══ MATERIAL FOR THE TASK

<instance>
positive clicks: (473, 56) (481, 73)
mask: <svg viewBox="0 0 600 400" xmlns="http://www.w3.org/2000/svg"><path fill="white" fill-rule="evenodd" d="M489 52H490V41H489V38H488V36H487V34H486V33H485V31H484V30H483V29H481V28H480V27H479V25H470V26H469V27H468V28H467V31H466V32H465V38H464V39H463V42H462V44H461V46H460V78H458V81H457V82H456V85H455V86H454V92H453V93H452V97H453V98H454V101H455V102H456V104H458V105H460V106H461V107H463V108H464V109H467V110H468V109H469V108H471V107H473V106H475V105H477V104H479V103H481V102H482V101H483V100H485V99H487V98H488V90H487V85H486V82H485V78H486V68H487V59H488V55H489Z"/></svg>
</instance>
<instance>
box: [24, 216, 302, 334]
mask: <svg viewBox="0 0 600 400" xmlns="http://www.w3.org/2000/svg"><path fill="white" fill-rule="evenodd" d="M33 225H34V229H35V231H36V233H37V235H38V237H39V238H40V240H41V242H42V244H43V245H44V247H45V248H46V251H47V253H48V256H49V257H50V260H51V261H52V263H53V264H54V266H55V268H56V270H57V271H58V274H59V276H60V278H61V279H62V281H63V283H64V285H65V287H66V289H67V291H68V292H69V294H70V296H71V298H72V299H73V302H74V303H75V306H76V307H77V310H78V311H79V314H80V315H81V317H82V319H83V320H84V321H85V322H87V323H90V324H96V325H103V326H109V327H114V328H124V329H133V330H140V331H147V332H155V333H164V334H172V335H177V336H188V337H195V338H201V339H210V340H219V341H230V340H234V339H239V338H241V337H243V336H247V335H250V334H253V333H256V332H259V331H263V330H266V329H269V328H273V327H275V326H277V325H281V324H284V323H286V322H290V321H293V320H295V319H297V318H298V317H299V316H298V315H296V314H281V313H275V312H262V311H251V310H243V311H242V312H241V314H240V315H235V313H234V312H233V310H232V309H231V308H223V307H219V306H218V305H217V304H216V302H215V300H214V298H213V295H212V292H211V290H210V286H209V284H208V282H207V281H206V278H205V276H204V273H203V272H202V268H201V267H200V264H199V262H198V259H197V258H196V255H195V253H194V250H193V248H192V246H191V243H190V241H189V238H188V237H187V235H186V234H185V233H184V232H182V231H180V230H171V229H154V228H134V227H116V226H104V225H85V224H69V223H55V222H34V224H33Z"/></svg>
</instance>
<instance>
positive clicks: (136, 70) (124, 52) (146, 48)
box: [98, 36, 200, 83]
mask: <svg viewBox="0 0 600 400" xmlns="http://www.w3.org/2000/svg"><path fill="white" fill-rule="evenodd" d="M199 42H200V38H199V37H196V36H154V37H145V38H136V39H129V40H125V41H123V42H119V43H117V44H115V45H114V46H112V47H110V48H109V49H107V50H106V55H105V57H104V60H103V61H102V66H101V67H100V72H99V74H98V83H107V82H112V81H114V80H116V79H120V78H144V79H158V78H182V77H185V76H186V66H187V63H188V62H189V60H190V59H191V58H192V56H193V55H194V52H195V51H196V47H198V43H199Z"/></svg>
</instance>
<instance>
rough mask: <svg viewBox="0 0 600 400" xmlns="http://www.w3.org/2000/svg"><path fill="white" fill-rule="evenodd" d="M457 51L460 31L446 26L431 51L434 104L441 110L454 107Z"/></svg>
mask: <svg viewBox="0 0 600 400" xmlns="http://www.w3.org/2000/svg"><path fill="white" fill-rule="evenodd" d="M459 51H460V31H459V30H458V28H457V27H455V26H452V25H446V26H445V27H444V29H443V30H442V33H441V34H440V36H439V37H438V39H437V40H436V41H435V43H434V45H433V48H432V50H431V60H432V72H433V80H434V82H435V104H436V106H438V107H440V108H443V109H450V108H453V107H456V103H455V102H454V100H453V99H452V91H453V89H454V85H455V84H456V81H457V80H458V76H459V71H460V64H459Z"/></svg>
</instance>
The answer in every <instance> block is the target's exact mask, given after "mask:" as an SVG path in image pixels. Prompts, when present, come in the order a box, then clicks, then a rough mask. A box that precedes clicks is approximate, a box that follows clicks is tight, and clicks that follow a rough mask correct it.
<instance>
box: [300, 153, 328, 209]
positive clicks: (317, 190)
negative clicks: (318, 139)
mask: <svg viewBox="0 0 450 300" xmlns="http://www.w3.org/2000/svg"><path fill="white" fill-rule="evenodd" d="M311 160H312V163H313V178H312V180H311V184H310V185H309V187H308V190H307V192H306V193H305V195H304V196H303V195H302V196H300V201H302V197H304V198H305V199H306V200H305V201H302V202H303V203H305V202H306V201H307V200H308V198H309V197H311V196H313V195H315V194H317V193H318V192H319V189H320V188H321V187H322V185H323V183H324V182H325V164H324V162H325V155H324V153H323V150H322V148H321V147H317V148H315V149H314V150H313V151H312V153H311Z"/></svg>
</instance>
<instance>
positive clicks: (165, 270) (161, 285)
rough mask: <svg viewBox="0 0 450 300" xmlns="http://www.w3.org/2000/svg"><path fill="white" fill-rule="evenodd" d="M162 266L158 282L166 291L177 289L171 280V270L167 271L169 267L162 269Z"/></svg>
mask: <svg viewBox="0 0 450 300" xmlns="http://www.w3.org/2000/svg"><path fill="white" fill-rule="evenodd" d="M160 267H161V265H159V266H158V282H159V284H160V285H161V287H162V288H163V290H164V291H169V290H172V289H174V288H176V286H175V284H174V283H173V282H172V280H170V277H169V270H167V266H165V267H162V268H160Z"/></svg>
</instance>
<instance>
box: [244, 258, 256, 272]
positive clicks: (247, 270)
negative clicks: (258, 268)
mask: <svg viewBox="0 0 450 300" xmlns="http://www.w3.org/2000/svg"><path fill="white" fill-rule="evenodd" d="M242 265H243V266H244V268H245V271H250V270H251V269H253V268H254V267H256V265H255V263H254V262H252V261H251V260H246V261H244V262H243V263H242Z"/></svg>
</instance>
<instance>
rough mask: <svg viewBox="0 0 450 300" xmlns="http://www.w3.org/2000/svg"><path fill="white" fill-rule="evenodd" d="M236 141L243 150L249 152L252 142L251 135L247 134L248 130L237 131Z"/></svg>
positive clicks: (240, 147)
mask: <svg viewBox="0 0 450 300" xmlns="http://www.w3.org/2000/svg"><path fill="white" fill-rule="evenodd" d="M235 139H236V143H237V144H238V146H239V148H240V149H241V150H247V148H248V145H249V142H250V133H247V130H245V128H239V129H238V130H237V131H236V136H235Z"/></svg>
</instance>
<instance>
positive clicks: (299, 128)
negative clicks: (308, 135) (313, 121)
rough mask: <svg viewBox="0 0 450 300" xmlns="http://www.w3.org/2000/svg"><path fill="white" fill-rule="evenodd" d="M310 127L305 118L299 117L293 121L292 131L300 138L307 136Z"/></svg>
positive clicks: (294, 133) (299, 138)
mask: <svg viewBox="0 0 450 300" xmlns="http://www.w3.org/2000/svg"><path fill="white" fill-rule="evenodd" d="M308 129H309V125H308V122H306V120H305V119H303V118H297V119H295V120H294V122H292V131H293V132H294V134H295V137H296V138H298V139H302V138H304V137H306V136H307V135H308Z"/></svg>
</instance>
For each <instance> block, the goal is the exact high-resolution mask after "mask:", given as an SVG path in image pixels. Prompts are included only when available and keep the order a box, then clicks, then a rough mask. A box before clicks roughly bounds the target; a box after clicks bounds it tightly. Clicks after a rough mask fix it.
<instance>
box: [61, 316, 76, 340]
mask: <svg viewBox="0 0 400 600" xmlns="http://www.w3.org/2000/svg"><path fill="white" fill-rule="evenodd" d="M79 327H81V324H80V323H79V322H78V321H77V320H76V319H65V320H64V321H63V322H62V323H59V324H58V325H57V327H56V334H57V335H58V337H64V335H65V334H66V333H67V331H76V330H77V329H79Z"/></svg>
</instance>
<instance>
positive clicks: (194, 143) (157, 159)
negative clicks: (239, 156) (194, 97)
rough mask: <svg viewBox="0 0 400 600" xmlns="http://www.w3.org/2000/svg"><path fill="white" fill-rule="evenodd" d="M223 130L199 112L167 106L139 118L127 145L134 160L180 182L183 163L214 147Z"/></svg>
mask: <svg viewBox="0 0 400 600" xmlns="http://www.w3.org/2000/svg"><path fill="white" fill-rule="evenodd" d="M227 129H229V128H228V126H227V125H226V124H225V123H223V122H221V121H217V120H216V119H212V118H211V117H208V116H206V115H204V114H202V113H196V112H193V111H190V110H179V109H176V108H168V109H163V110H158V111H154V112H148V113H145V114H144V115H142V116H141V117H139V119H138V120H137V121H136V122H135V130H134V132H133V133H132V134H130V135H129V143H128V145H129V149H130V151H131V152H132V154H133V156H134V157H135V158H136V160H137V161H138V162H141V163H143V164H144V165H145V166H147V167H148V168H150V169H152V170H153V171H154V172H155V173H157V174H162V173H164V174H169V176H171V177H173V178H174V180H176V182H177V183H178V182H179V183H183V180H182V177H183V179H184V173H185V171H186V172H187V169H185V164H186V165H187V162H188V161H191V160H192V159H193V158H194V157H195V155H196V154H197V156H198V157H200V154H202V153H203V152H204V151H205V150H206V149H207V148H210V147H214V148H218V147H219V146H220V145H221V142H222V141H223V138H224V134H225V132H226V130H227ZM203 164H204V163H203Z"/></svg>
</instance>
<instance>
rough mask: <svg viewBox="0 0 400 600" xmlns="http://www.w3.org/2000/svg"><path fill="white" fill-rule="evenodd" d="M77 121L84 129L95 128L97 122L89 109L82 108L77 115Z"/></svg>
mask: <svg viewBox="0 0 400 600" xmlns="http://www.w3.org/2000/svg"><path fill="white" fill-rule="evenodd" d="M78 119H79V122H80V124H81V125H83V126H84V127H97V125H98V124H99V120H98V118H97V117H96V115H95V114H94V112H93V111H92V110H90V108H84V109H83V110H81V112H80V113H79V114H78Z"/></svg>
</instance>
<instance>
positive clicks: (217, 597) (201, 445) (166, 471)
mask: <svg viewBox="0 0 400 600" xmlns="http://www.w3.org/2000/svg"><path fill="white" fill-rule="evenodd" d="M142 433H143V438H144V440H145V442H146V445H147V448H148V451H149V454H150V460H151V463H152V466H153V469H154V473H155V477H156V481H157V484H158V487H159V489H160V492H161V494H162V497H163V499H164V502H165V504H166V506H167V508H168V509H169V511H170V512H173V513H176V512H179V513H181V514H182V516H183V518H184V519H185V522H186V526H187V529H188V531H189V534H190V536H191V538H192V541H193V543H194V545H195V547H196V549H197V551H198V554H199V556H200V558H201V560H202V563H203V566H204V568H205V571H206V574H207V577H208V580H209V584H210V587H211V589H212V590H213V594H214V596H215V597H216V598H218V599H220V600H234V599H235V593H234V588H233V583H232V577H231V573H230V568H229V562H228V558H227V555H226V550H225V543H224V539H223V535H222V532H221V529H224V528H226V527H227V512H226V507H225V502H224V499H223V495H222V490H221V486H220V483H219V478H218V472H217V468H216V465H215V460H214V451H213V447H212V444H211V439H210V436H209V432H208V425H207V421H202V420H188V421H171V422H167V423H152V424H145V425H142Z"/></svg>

════

REQUIRED WORK: Extract each line of the material above that contains the string "pixels", treating uppercase and lowercase letters as distinct.

OUTPUT OF THE TASK:
The answer in every <instance> block is the target's exact mask, given after "mask:" as an SVG path in image pixels. Prompts, when present, come in the order a box, then clicks, then a rough mask. A box that precedes clicks is approximate, a box that follows clicks is tight, and clicks that follow a rough mask correct it.
For each <instance> block, the goal is the exact high-resolution mask after "mask:", given as an SVG path in image pixels. Prompts are included only when available and keep the order a box, then clicks, then a rough mask. A box before clicks roughly bounds the target; a box after clicks bounds it tightly. Clicks after a rough mask fix it.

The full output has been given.